__TEXT UNDER STUDY__.
^^^^^^^^
That day, Dr Tsao learnt that doing her best as a doctor treating broken bodies was not good enough. She joined the resident in petitioning the New York mayor to go after the arsonists and gave her testimony. After two years, the burnt babies stopped coming.
Over the next eight years, as she ran her own paediatric practice from a gorgeous townhouse in Greenwich Village, she never forgot the babies' faces. "I just felt like this cannot be it. Anybody with money could go and see someone else who would take just as good care of their kids."
Then in 1991, her late grandmother, Tsao Ng Yu Shun, then 86, who was a fan of Mr Lee Kuan Yew, summoned her to start a foundation for the under-served elderly in Singapore.
A year later, Dr Tsao, then 37, arrived here in a suit, high heels, stockings, "trying to be a proper foundation lady". Many at first discounted her as a "fancy rich girl from New York dabbling in charity". But she prevailed, eschewing the easier path of giving grants to the needy, putting together her own pioneering organisation that now has a staff of 70 and about 300 volunteers.
Next year, it will pilot a retirement village within a few HDB blocks, where about six elderly live together, with support from neighbours, volunteers and service staff.
The Hong Kong citizen and Singapore permanent resident thought she would be done here in five years tops and would move to Bangkok to join her African-American husband, a former IBM research scientist who moved there to start an IT business.
^^^^^^^^
__GIVEN INFORMATION__.
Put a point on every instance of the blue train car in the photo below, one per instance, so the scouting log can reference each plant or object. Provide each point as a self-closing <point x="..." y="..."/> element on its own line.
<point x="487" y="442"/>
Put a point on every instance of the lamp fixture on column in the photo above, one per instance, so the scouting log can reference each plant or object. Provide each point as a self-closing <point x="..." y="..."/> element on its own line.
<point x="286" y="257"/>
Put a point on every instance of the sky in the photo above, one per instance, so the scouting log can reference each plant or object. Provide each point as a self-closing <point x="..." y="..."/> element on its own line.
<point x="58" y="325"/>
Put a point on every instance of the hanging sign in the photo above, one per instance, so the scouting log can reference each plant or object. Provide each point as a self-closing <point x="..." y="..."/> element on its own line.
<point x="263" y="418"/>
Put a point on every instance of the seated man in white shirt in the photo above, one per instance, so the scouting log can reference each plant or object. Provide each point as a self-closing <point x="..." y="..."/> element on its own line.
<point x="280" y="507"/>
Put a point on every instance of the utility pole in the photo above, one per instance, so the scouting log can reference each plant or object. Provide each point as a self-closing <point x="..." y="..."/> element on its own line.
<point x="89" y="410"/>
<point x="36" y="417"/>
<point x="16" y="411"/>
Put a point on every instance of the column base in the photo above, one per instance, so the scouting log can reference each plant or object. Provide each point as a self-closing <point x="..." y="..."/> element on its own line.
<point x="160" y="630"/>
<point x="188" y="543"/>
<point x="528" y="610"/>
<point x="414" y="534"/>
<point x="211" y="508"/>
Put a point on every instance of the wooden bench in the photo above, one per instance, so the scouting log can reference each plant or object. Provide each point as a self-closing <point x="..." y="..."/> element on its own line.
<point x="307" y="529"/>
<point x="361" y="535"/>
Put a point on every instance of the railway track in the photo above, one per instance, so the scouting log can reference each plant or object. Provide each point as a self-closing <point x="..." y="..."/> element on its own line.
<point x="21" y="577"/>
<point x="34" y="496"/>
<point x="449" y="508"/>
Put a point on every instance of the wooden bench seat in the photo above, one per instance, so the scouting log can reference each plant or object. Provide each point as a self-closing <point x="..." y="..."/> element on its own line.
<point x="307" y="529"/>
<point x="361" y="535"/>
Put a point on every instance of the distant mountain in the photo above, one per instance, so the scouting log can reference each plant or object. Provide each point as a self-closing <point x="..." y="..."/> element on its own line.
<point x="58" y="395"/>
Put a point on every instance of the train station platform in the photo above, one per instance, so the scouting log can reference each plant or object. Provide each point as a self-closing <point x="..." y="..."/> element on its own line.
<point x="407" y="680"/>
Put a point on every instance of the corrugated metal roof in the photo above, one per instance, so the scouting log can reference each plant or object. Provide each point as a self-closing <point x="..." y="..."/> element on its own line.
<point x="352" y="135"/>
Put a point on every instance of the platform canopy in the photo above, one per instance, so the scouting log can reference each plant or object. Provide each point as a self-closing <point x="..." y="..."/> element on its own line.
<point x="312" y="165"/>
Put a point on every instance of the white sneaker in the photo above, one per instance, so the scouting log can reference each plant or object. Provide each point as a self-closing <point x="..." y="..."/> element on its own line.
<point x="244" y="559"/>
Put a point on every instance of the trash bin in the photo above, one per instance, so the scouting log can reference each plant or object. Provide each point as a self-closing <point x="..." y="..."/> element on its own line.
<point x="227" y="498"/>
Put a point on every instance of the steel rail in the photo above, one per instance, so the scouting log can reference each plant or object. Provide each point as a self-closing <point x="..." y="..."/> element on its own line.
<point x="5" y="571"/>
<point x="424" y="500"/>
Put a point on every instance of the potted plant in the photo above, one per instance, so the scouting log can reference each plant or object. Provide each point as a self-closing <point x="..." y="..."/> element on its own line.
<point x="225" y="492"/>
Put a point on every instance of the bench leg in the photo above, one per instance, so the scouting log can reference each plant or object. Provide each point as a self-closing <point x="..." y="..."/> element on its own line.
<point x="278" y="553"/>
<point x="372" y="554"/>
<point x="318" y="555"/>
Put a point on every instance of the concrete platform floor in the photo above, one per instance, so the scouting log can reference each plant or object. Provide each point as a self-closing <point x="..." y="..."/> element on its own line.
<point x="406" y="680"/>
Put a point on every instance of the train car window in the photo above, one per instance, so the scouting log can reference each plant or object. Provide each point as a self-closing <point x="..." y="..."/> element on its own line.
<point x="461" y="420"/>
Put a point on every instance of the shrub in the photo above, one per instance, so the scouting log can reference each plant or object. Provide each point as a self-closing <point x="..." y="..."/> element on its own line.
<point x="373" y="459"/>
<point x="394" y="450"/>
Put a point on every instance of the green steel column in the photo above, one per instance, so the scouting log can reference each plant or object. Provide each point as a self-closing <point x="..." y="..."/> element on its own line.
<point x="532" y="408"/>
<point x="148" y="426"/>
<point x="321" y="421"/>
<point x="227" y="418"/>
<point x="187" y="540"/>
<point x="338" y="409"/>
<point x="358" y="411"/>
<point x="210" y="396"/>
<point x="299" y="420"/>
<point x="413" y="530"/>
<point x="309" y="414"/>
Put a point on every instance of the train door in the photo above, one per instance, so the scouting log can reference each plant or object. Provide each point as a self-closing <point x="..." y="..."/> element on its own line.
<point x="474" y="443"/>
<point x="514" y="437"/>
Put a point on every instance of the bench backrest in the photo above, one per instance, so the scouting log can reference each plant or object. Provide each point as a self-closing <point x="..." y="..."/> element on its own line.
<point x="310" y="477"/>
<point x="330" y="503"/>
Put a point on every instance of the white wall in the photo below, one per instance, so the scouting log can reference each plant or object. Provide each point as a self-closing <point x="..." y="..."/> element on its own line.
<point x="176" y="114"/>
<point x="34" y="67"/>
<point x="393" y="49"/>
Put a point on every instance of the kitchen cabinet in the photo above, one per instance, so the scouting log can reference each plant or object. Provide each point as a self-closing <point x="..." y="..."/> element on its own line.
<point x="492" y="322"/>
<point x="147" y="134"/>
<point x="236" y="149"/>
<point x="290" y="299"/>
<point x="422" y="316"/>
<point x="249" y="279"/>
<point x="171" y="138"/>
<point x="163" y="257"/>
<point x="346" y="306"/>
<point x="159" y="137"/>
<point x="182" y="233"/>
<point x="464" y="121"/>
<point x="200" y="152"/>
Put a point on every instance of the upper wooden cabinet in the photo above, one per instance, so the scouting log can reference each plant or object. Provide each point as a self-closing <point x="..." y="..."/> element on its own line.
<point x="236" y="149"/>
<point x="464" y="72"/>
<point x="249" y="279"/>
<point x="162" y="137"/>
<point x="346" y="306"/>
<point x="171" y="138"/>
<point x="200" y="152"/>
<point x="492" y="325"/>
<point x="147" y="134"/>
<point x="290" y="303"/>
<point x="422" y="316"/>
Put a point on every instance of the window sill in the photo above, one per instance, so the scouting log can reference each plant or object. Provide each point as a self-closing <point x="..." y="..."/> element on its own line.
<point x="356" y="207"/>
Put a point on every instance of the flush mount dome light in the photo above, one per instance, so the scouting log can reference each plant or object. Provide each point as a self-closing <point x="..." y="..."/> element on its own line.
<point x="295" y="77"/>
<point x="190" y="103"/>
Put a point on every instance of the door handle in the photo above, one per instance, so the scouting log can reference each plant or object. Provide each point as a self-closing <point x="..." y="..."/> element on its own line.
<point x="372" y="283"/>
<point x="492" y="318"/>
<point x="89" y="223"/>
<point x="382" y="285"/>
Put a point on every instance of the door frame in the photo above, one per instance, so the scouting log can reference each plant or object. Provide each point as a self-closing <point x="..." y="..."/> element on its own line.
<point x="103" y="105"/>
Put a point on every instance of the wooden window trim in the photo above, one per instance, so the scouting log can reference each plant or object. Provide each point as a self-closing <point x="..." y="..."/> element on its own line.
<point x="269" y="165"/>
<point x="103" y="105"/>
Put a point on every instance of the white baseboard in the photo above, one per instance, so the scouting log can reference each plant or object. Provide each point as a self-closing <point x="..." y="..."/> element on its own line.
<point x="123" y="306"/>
^^^^^^^^
__APPLY WHAT YOU READ__.
1. How old was Dr Tsao's grandmother when she summoned Dr Tsao to start a foundation for the elderly in Singapore, according to the profile of Dr Tsao?
2. Write the next part of the profile of Dr Tsao, starting after its last sentence.

__RESPONSES TO THE EXERCISE__.
1. She was 86.

2.
But her work here never got done. In 2007, he died of a sudden heart attack while they were on a ski holiday with their two children, now nine and 14.
"Life is not always how you think it will be, but you deal with it" is a truism the Buddhist utters a lot. For the past five years, she has been juggling her work, single parenting and caring for her 89-year-old mother, getting about four hours' sleep, between 10pm and 2am, each night.
What keeps her awake is worrying if she has been "bold enough and pushed hard enough" and whether her foundation can continue being a "change catalyst" after 20 years on the job.
She and her siblings are now trying to "spend down" their fortune to do more good. Their children have been duly warned they will get an education, but not much more.
Unlike many parents who no longer count on their children to take care of them in their dotage, she is bucking trend with hers and has made clear her expectations. "I tell my kids, 'I changed your diapers when you were little. And when I grow old, you're going to change my diapers, okay?' That's reciprocal," she quips.
Dr Mary Tsao on...
Older people being a ‘burden’
Honestly I see a lot more transfers from top down, not the other way around. In a lot of households, the grandparents are taking care of the grandchildren. There are a lot of hidden contributions that are not monetised. For the middle class, they help with their children’s wedding, first home and even the grandchildren’s education.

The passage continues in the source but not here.